> **DESCRIPTION OF THE TASK**: Update the items below, changing every "drop a marker" to "place a point" and leaving all other text as it is.

Point annotation records:
- - - - -

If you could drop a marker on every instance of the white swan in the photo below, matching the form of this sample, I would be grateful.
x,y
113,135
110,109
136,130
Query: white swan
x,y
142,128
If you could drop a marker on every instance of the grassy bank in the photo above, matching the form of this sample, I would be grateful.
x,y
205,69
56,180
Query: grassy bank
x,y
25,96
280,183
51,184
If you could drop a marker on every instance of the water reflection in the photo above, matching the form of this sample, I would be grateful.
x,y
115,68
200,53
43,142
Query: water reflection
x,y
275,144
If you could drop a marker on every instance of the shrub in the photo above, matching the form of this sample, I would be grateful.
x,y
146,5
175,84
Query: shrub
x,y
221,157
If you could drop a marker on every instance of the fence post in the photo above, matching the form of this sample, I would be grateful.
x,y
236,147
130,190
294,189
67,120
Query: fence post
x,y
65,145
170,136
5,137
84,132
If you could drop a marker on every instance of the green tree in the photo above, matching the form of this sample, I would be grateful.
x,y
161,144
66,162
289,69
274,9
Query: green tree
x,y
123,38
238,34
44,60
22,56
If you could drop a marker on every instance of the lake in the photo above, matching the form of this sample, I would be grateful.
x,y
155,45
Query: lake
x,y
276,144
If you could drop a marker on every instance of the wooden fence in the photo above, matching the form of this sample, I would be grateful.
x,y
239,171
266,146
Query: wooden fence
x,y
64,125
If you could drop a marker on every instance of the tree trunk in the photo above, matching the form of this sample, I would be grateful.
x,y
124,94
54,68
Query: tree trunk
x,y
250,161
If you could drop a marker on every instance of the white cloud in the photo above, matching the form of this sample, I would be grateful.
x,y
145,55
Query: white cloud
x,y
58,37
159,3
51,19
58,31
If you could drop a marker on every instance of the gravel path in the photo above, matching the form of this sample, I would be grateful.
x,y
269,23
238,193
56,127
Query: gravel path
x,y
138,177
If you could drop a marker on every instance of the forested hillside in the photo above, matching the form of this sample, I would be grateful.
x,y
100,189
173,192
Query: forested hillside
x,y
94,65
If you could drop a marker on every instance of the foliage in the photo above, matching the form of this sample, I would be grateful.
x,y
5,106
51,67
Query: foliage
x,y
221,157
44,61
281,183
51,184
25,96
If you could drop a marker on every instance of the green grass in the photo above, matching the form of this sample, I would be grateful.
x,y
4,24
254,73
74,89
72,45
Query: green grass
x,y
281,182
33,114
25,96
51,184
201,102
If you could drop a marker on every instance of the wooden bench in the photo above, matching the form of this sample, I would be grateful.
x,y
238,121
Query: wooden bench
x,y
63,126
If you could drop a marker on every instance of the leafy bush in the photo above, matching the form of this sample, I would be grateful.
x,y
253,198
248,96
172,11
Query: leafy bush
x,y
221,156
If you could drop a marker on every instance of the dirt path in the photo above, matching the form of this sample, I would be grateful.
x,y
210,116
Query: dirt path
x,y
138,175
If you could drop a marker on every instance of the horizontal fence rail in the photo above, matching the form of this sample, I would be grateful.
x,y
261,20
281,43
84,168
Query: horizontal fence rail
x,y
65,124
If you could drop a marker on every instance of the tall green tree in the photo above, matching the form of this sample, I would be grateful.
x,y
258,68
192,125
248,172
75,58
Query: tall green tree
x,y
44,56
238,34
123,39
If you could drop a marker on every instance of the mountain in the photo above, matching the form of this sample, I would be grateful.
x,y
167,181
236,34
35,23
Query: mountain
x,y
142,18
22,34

- - - - -

> **TASK RESULT**:
If you could place a point on every instance of the white swan in the photo below, matching the form of this sample, I would be grateful.
x,y
113,135
110,109
136,130
Query: white swan
x,y
142,128
If you could place a point on every instance of the grassy bank in the photo above, matching the form of this sample, I would be grateful.
x,y
205,69
56,180
Query: grassy bank
x,y
25,96
280,183
51,184
If you could place a point on every instance of the water reflection in the photo above, matching the form of this sample, I would be grateful.
x,y
115,68
200,53
43,142
Query: water reflection
x,y
275,144
If you could place a point on every instance of the shrub in the photo above, matching the form of this sample, I would be grateful.
x,y
146,5
175,84
Query: shrub
x,y
221,157
If you could place a point on every instance of the fence post in the photo above, matching the form of this sample, I would be grateful.
x,y
236,147
130,190
294,189
67,120
Query: fence post
x,y
65,145
170,136
5,137
84,132
If you could place a point on every instance of the green tree in the photo above, matching the form of this sample, I would be grateful.
x,y
161,144
66,162
289,69
274,9
Query: green tree
x,y
123,38
238,34
44,60
22,56
If you could place a point on every instance of the lake in the photo above, matching the form of this sample, I would be grateful.
x,y
155,45
Query: lake
x,y
276,144
If you could place a point on every instance of the wooden fence in the photo above, matching the form of this sample, I would be grateful.
x,y
239,171
266,146
Query: wooden fence
x,y
64,125
If you could place a point on every instance of the tree trunk in the photo above, matching the form of this sample, I would be grateful.
x,y
124,94
54,68
Query: tree trunk
x,y
250,161
If you could place a point on every instance of the white cloud in the photo above, matching the form of this sample, I would be grateful.
x,y
145,55
Query: white cloud
x,y
58,37
159,3
51,19
58,31
If you could place a point on every instance of the gravel path in the photo above, matching the form of this sample, I would be grateful.
x,y
269,23
238,193
56,127
Query: gravel path
x,y
138,177
If you could place a point on every instance of the forested hillside in the photo above, matching the form of this sample, I would be grateful.
x,y
100,189
173,192
Query: forested hillside
x,y
94,65
If you could place a point on every instance of the foliage in the photo above, matching the form of this sample, I would be grateful.
x,y
5,106
51,67
Query: foliage
x,y
221,157
44,61
281,183
51,184
25,96
If you could place a point on every instance of the green grass in the photo above, matching the form of this sample, I would be grateful.
x,y
4,24
254,73
74,89
72,45
Query: green grass
x,y
281,182
33,114
25,96
51,184
201,102
If you could place a point on every instance of the wooden bench in the photo above, matching the form of this sample, I would be grateful.
x,y
238,121
Query: wooden bench
x,y
63,126
If you could place a point on every instance of the leafy bush in the photo above, matching the form of this sample, I would be grateful.
x,y
253,198
248,96
172,11
Query: leafy bush
x,y
221,156
If you could place a point on every instance of the dirt path in the photo above, matching the form of this sample, I would be grateful.
x,y
210,116
Query: dirt path
x,y
138,175
If you could place a point on every instance of the horizontal fence rail in the photo above, matching the form of this sample, I would be grateful.
x,y
261,20
281,43
84,168
Query: horizontal fence rail
x,y
65,124
If you could place a point on every instance of the tall green tree in the photo above, matching the form of this sample, I would be grateful.
x,y
258,68
192,125
248,172
75,58
Query: tall green tree
x,y
44,56
238,34
123,39
If you could place a point on every instance of the mountain in the photo above, matching the form of this sample, I would be grateful.
x,y
167,181
236,34
35,23
Query: mountain
x,y
142,18
22,34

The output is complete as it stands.